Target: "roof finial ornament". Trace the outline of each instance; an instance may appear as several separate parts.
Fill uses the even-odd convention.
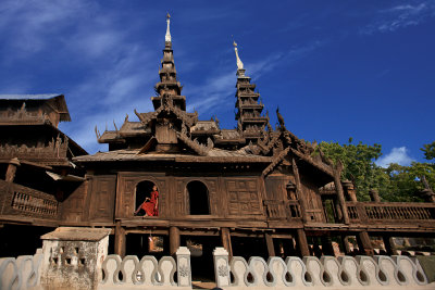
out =
[[[233,40],[234,41],[234,40]],[[233,42],[234,46],[234,51],[236,52],[236,59],[237,59],[237,70],[244,70],[244,63],[240,61],[240,58],[238,56],[238,51],[237,51],[237,43],[236,41]]]
[[[171,15],[170,15],[170,13],[167,12],[167,14],[166,14],[166,24],[167,24],[167,27],[166,27],[166,35],[164,36],[164,42],[171,42],[171,33],[170,33],[170,22],[171,22]]]

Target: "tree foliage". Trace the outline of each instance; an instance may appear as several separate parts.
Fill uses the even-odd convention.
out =
[[[420,150],[424,152],[424,157],[426,160],[435,159],[435,141],[430,144],[423,144],[423,148]]]
[[[382,155],[381,144],[369,146],[362,142],[353,144],[351,138],[345,144],[323,141],[319,148],[334,163],[341,161],[344,165],[341,178],[353,182],[360,201],[370,200],[371,189],[376,189],[383,201],[423,201],[422,176],[425,176],[428,185],[434,188],[435,163],[413,162],[410,166],[390,164],[387,168],[383,168],[375,164]],[[435,141],[425,144],[424,149],[422,150],[425,152],[425,157],[432,160],[435,155]]]
[[[374,164],[374,161],[382,155],[381,144],[368,146],[362,142],[353,144],[352,139],[349,138],[347,144],[323,141],[319,147],[334,163],[341,161],[344,165],[341,178],[353,182],[357,197],[361,201],[370,200],[369,190],[373,188],[373,185],[382,184],[382,179],[385,179],[385,176],[381,175],[382,171],[378,171]]]

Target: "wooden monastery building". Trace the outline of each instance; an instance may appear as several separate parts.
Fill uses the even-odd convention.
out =
[[[63,96],[1,97],[1,251],[25,245],[16,235],[34,241],[59,226],[111,228],[121,255],[187,244],[199,259],[216,245],[229,255],[334,254],[332,239],[349,252],[349,236],[360,253],[373,254],[371,236],[393,253],[390,237],[435,237],[435,203],[380,202],[375,192],[359,202],[340,164],[314,154],[278,112],[273,129],[235,51],[236,129],[186,111],[169,17],[154,110],[96,128],[108,152],[89,155],[58,129],[70,121]],[[156,211],[144,216],[147,198]]]

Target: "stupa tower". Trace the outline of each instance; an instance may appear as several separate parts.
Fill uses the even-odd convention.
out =
[[[237,60],[237,92],[236,92],[236,121],[238,131],[252,143],[257,143],[269,123],[269,116],[262,116],[264,104],[259,102],[260,93],[254,92],[256,84],[245,75],[244,63],[240,61],[237,43],[234,42]]]
[[[166,35],[164,37],[163,59],[161,61],[161,68],[159,70],[160,81],[156,84],[156,92],[158,97],[152,97],[152,104],[154,110],[162,105],[163,96],[171,96],[174,106],[186,111],[186,97],[181,96],[183,86],[176,77],[176,70],[174,63],[174,53],[172,50],[172,39],[170,31],[171,15],[166,15]]]

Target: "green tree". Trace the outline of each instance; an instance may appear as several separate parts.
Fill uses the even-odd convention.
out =
[[[341,178],[353,182],[360,201],[370,200],[370,189],[375,188],[380,193],[389,189],[389,176],[374,163],[382,155],[381,144],[368,146],[362,142],[353,144],[349,138],[345,144],[323,141],[319,148],[334,163],[341,161],[344,165]]]
[[[410,166],[390,164],[385,172],[389,176],[390,189],[383,192],[388,201],[424,201],[421,194],[425,176],[430,186],[435,185],[435,164],[413,162]]]
[[[428,185],[435,187],[435,163],[413,162],[410,166],[390,164],[387,168],[380,167],[375,161],[382,155],[382,146],[352,143],[349,138],[348,143],[321,142],[319,148],[334,163],[341,161],[344,169],[343,179],[353,182],[357,197],[360,201],[369,201],[369,190],[377,189],[383,201],[417,202],[423,201],[421,194],[424,185],[421,182],[425,176]],[[435,157],[435,142],[424,144],[425,157]]]
[[[435,159],[435,141],[430,144],[423,144],[423,148],[420,150],[424,152],[424,157],[426,160]]]

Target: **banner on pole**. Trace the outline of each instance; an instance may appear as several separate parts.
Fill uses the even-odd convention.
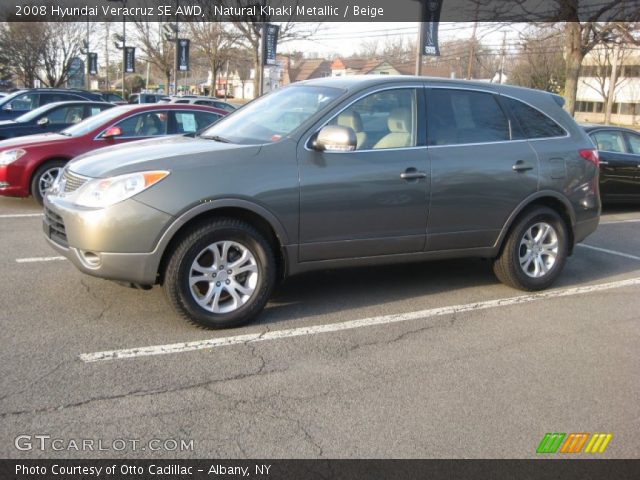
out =
[[[439,56],[438,47],[438,24],[440,22],[440,12],[444,0],[423,0],[422,2],[422,55]]]

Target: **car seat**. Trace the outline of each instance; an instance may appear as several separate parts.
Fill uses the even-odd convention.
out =
[[[382,137],[373,148],[403,148],[412,145],[412,121],[411,111],[404,108],[396,108],[389,113],[387,118],[389,133]]]

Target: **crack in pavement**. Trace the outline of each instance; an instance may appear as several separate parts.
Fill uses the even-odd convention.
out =
[[[81,400],[81,401],[78,401],[78,402],[72,402],[72,403],[68,403],[68,404],[64,404],[64,405],[51,406],[51,407],[41,407],[41,408],[36,408],[36,409],[32,409],[32,410],[17,410],[17,411],[11,411],[11,412],[2,412],[2,413],[0,413],[0,419],[4,419],[4,418],[7,418],[7,417],[12,417],[12,416],[18,416],[18,415],[57,412],[57,411],[62,411],[62,410],[68,409],[68,408],[82,407],[82,406],[85,406],[85,405],[88,405],[88,404],[91,404],[91,403],[95,403],[95,402],[121,400],[121,399],[127,398],[127,397],[146,397],[146,396],[153,396],[153,395],[163,395],[163,394],[167,394],[167,393],[175,393],[175,392],[180,392],[180,391],[185,391],[185,390],[193,390],[193,389],[198,389],[198,388],[208,389],[208,387],[211,387],[211,386],[216,385],[216,384],[225,383],[225,382],[232,382],[232,381],[236,381],[236,380],[244,380],[246,378],[251,378],[251,377],[255,377],[255,376],[260,376],[260,375],[272,373],[271,371],[265,371],[264,370],[265,369],[265,365],[266,365],[266,362],[264,361],[264,358],[262,358],[261,356],[258,356],[256,358],[261,359],[261,363],[260,363],[260,366],[258,367],[258,369],[255,370],[255,371],[252,371],[252,372],[239,373],[239,374],[232,375],[232,376],[226,377],[226,378],[215,379],[215,380],[206,380],[204,382],[197,382],[197,383],[193,383],[193,384],[189,384],[189,385],[182,385],[182,386],[178,386],[178,387],[174,387],[174,388],[150,389],[150,390],[133,390],[133,391],[126,392],[126,393],[121,393],[121,394],[102,395],[102,396],[92,397],[92,398],[88,398],[86,400]]]

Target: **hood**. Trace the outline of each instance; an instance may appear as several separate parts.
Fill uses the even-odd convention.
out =
[[[59,133],[38,133],[36,135],[27,135],[25,137],[9,138],[7,140],[0,141],[0,150],[6,150],[7,148],[27,148],[34,146],[44,146],[48,143],[55,143],[64,140],[69,140],[71,137],[66,135],[60,135]]]
[[[237,145],[215,140],[170,136],[148,139],[100,148],[85,153],[69,162],[69,170],[85,177],[111,177],[142,170],[172,170],[187,167],[203,159],[231,154],[253,156],[260,151],[259,145]],[[176,159],[180,158],[179,162]]]

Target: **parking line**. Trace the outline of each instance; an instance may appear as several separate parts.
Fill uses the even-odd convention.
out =
[[[16,258],[17,263],[53,262],[55,260],[66,260],[66,259],[64,257]]]
[[[613,225],[615,223],[638,223],[640,218],[632,218],[629,220],[611,220],[609,222],[600,222],[600,225]]]
[[[126,348],[121,350],[106,350],[103,352],[83,353],[80,360],[85,363],[100,362],[106,360],[118,360],[124,358],[147,357],[152,355],[166,355],[170,353],[193,352],[195,350],[206,350],[230,345],[248,344],[263,342],[267,340],[281,340],[284,338],[301,337],[306,335],[316,335],[320,333],[339,332],[352,330],[361,327],[373,327],[376,325],[386,325],[393,323],[407,322],[411,320],[425,320],[427,318],[452,315],[462,312],[472,312],[476,310],[486,310],[488,308],[506,307],[510,305],[520,305],[524,303],[544,300],[548,298],[567,297],[571,295],[581,295],[585,293],[611,290],[640,285],[640,277],[628,280],[619,280],[610,283],[596,285],[586,285],[583,287],[565,288],[560,290],[550,290],[531,295],[521,295],[519,297],[500,298],[477,303],[467,303],[462,305],[452,305],[448,307],[419,310],[416,312],[399,313],[395,315],[382,315],[379,317],[362,318],[347,322],[332,323],[326,325],[314,325],[311,327],[299,327],[286,330],[272,330],[261,333],[250,333],[246,335],[234,335],[231,337],[212,338],[209,340],[198,340],[194,342],[172,343],[168,345],[153,345],[149,347]]]
[[[6,213],[0,215],[0,218],[25,218],[25,217],[41,217],[42,213]]]
[[[578,243],[578,247],[587,248],[589,250],[594,250],[596,252],[608,253],[609,255],[616,255],[618,257],[630,258],[631,260],[640,261],[640,257],[636,257],[635,255],[630,255],[624,252],[617,252],[615,250],[609,250],[607,248],[594,247],[593,245],[586,245],[584,243]]]

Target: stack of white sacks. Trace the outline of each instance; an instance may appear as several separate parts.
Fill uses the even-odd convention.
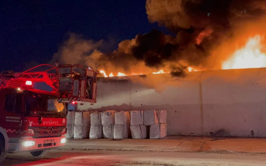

******************************

Consigne:
Combien de lignes des items contiennent la chaîne « Target » ? Indiquez uniquement ce nombre.

Corrigé:
11